GOAL. Omit every picture, then give all the entries again exactly.

MATERIAL FOR THIS TASK.
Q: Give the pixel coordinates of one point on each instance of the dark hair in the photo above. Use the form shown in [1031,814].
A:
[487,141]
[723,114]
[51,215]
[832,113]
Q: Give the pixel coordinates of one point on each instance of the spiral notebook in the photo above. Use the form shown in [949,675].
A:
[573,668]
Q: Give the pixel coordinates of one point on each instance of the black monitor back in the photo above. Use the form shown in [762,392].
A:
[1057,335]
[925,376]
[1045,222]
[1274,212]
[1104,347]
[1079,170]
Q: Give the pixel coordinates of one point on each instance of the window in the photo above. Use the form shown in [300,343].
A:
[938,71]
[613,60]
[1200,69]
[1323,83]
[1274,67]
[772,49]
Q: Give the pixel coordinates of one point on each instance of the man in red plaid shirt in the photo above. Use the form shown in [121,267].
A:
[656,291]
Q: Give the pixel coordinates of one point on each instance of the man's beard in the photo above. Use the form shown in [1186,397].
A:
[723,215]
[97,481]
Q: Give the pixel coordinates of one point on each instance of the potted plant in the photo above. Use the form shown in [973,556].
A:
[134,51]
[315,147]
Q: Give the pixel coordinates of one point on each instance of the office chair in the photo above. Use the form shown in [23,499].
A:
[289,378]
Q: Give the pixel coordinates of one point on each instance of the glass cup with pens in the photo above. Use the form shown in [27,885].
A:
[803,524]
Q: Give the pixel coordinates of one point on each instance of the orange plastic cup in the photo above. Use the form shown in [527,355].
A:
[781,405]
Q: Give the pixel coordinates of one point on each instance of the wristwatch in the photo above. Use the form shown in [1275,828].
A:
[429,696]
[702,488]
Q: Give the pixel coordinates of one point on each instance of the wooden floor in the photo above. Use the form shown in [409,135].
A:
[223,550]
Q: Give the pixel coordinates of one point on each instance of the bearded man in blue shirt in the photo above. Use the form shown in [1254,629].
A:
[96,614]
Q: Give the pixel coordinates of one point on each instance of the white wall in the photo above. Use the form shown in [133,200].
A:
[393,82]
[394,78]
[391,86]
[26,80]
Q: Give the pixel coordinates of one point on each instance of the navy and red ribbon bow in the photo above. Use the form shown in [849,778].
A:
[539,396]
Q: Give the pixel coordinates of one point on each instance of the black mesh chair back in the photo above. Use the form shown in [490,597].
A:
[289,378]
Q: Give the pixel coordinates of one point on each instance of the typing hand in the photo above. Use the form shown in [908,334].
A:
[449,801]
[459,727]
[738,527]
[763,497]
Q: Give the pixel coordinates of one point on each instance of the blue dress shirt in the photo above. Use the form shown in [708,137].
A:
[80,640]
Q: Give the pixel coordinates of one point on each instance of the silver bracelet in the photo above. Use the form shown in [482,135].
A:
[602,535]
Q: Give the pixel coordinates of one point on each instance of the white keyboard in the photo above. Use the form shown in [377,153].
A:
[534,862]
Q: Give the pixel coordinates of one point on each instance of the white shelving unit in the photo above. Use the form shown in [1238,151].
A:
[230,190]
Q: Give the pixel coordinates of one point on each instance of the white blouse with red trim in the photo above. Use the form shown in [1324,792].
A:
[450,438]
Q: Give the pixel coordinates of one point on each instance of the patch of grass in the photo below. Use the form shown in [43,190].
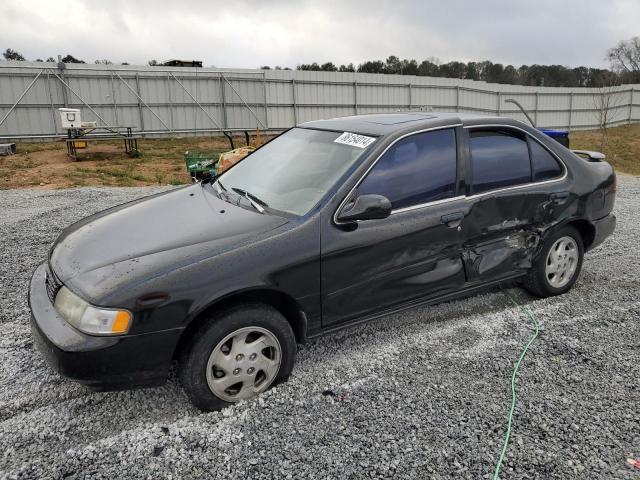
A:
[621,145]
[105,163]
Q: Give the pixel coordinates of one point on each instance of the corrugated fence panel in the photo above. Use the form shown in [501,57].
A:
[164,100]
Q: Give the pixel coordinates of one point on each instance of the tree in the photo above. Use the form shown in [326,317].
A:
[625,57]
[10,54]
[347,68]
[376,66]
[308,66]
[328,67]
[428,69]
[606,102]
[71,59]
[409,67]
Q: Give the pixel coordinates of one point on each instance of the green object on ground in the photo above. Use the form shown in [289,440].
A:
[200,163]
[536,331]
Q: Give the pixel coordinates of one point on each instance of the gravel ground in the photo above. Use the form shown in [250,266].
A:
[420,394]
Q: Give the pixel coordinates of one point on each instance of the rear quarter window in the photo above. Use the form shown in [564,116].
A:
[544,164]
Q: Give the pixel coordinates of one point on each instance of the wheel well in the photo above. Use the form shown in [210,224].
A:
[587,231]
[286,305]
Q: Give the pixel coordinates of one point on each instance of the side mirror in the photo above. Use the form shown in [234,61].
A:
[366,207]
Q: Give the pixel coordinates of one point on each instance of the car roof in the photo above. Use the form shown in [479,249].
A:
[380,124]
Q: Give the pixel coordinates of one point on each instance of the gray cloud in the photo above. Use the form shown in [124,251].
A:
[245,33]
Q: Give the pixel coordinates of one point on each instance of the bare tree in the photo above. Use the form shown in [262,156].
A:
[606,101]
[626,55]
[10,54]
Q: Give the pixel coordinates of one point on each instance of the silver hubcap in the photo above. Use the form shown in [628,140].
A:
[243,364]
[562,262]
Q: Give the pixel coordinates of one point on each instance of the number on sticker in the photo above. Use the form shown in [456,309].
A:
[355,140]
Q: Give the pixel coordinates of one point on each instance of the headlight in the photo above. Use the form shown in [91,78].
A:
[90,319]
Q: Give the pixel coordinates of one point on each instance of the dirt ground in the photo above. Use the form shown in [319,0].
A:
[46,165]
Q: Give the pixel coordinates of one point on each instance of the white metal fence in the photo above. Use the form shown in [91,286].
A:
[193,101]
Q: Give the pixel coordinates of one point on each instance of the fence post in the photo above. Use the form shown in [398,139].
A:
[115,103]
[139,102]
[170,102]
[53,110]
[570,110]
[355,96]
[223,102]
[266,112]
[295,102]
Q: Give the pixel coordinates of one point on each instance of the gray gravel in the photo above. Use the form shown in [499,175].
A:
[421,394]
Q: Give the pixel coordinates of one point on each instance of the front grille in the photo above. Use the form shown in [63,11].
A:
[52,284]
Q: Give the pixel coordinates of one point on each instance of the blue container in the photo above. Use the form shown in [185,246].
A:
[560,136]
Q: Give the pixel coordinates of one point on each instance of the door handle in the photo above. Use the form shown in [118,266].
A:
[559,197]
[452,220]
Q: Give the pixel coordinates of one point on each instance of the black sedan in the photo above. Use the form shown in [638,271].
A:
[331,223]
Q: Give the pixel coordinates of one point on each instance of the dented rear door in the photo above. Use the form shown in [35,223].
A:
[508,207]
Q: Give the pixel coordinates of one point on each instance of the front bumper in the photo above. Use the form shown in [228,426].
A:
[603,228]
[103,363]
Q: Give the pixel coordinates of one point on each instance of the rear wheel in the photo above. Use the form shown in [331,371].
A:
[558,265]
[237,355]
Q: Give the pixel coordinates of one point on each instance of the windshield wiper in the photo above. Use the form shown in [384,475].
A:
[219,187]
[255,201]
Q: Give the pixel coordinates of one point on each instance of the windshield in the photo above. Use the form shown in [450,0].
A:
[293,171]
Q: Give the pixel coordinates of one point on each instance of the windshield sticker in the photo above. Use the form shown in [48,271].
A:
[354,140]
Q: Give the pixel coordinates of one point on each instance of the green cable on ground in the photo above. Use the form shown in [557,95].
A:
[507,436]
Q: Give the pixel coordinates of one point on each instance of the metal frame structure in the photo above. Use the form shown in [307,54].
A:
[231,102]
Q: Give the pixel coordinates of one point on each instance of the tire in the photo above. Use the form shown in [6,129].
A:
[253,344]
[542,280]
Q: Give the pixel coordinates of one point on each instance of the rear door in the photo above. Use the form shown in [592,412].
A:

REPLY.
Q: Give the pixel coordinates of one point on each instance of the dark hair in the photo above. Use the form shown in [1031,814].
A:
[487,141]
[723,114]
[51,215]
[832,113]
Q: Give the pixel coordinates of one point on each instance of the spiral notebook in the photo above. Use the form shown in [949,675].
A:
[573,668]
Q: Give the pixel coordinates of one point on each instance of the black monitor back in the photo above. Use the form shown in [762,392].
A:
[1057,335]
[925,376]
[1045,222]
[1274,212]
[1104,347]
[1079,170]
Q: Give the pixel coordinates of one point on each instance of the window in the photo above. Use the form shown in [300,343].
A:
[938,71]
[613,60]
[1200,69]
[1323,83]
[1274,67]
[772,49]
Q: Give the pixel coordinates of one point on each instance of the man in red plaid shirt in the photo above. Use the form shown in [121,267].
A:
[656,291]
Q: Give the pixel coordinates of one point on each instance of the man's beard in the photo above. Use the form shown in [1186,397].
A:
[723,215]
[97,481]
Q: Give the pixel coordinates of one point on each instance of the potted plant in the photo above. Use the form shown in [973,556].
A:
[134,51]
[315,147]
Q: Give the pixel coordinates of one point on each instance of the office chair in the photo above. Use the form shown in [23,499].
A:
[289,378]
Q: Give the pixel coordinates of one point on each instance of the glass cup with pens in the photo above. Use the form shown in [27,885].
A:
[803,524]
Q: Give the pixel coordinates of one point on each instance of the orange plastic cup in the photo above. Use the form shown in [527,355].
A:
[781,405]
Q: Give the pixel coordinates of one point on each instance of the wristwatch in the photo above. Use the form shown in [1275,828].
A:
[429,696]
[702,488]
Q: Give the pixel coordinates of one point on each instance of the wooden floor in the photo above. Use the form shown in [409,135].
A:
[223,550]
Q: Give the pixel coordinates of one point on each instance of the bearded man in blue shirt in the photo above. Use the form shown in [1254,629].
A:
[96,614]
Q: Give the pixel coordinates of one point on each instance of the white wall in the photo above. Use the form shown in [133,200].
A:
[393,82]
[394,78]
[391,86]
[26,80]
Q: Give the pixel coordinates of one point on each instance of the navy and red ribbon bow in the photo above. Use the form shown in [849,778].
A:
[539,396]
Q: Give the pixel coordinates of one point on each instance of the black mesh chair back in the photo above. Use the form shown in [490,597].
A:
[289,378]
Q: Give the pixel coordinates of one point on each instance of the typing hand in the photo above. Use the form shown in [908,334].
A:
[449,801]
[459,727]
[738,527]
[763,497]
Q: Give the pixel coordinates of one point on each instance of the blue dress shirt in the photo above. Use the form shown in [708,137].
A:
[80,640]
Q: Give the pixel coordinates of one point on each instance of the silver bracelet in the photo above. Use the form shown in [482,135].
A:
[602,535]
Q: Give the pixel coordinates of one point on each instance of the white keyboard in the photo above. Use the form shown in [377,153].
A:
[534,862]
Q: Give the pixel coordinates of one point on each instance of the white shelving unit in the photo above. Use the form shown in [1238,151].
A:
[230,190]
Q: Give the pixel coordinates of one point on each instance of the white blouse with red trim in the photo above. Use the form shown in [1324,792].
A:
[450,438]
Q: Give the pixel coordinates of one point on each instance of the patch of grass in the photo below. Use the form shown in [43,190].
A:
[621,145]
[105,163]
Q: Give the pixel coordinates of one point on each instance of the corrugated fence panel in the photo above. Use the form shown in [501,57].
A:
[164,100]
Q: Give the pixel coordinates of one point on each instance of the tree in the photo above. Use the form shown in [326,317].
A:
[625,57]
[10,54]
[347,68]
[376,66]
[308,66]
[328,67]
[428,69]
[606,102]
[71,59]
[409,67]
Q: Give the pixel coordinates of one point on each instance of the green object on ground in the photo above. Use the form shown in [289,440].
A:
[200,163]
[536,331]
Q: Give the pixel coordinates of one point on each instance of the gravel ground in the photo above. Use the form shown in [250,266].
A:
[420,394]
Q: Give the pixel coordinates of one point on each instance of the rear quarter window in the photo above. Use the form shown in [564,116].
A:
[544,164]
Q: Give the pixel coordinates of one point on each instance of the wheel well in the photo above. Use the form shown in [210,224].
A:
[587,231]
[286,305]
Q: Give the pixel coordinates of one point on each instance of the side mirror in the photo above. Use the form shown in [234,61].
A:
[366,207]
Q: Give the pixel coordinates of one point on each instance of the car roof in the photo above. Use the form shown in [479,249].
A:
[380,124]
Q: Give the pixel coordinates of one point on each instance of the gray cloud in the photo above. Use the form shown in [124,251].
A:
[245,33]
Q: Give the pixel coordinates of one point on each instance of the bare tree in the photo above. Use the form shown in [262,156].
A:
[606,101]
[626,55]
[10,54]
Q: Give the pixel coordinates of one point on each instance of the silver hubcap in the photo above. Use the form shown in [628,140].
A:
[243,364]
[562,262]
Q: Give the pixel coordinates of one point on each instance of the number on sticker in the photo above. Use the form shown in [456,309].
A:
[355,140]
Q: Give the pixel coordinates of one point on each instance of the headlight in the photo above. Use the form shown in [91,78].
A:
[90,319]
Q: Give the pixel coordinates of one point on each instance of the dirt ground in the photo above. Use the form shown in [319,0].
A:
[46,165]
Q: Give the pixel coordinates of one point on each instance of the white metal fence in the photo above. Use the form shown in [91,286].
A:
[193,101]
Q: Give the pixel coordinates of one point on each instance of the fence post in the photo above. Use the form shown in [398,139].
A:
[115,103]
[139,102]
[170,102]
[53,110]
[570,110]
[355,96]
[223,102]
[266,112]
[295,102]
Q: Give the pixel coordinates of one point on each instance of the gray gravel in the photo above. Use the form shown in [499,175].
A:
[421,394]
Q: Give the pixel coordinates of one point on each instance of the front grille in the photo above. Use the form shown in [63,11].
A:
[52,284]
Q: Give the pixel coordinates of one point on each instance of the blue container in the photo above. Use the form shown in [185,246].
A:
[560,136]
Q: Give the pixel coordinates of one point on each instance of the door handle in the photo above. Use the form shown in [118,266].
A:
[559,197]
[452,220]
Q: Give the pixel coordinates of one point on each instance of the black sedan in the photo above. Use the form shown in [638,271].
A:
[331,223]
Q: Give the pixel coordinates of one point on each instance of the dented rear door in the photo above. Use the form shown in [35,223].
A:
[508,207]
Q: Give the pixel coordinates of one point on each instance of the front bumper in the photo above. Use the form shown in [228,426].
A:
[603,228]
[103,363]
Q: Give the pixel coordinates of one point on each instance of the rear wheel in the photo above. Use the form shown in [331,371].
A:
[558,265]
[237,355]
Q: Give the pixel coordinates of one point on each instance of the windshield wiper in the photo above. Use the form shown in [384,475].
A:
[219,187]
[255,201]
Q: Give the pixel coordinates of one point on each instance of the windshield in the photo above. Use the form shown in [450,0].
A:
[293,171]
Q: Give the pixel coordinates of one point on each instance of the windshield sticker in the photo above. Use the form shown in [48,271].
A:
[354,140]
Q: Give the pixel coordinates of one point on each instance of the green cable on ground in the photo above. Use the form shown in [557,95].
A:
[507,436]
Q: Give the pixel coordinates of one point on each instance of the metal frame structure in the photo above. Use the form shown in [307,54].
A:
[231,102]
Q: Give the pixel coordinates of one point on each instance of the tire in the photo above. Use the form shown in [6,129].
A:
[253,344]
[542,280]
Q: Give the pixel coordinates of one point on each instance of the rear door in the photo above. Use the form shown in [592,412].
A:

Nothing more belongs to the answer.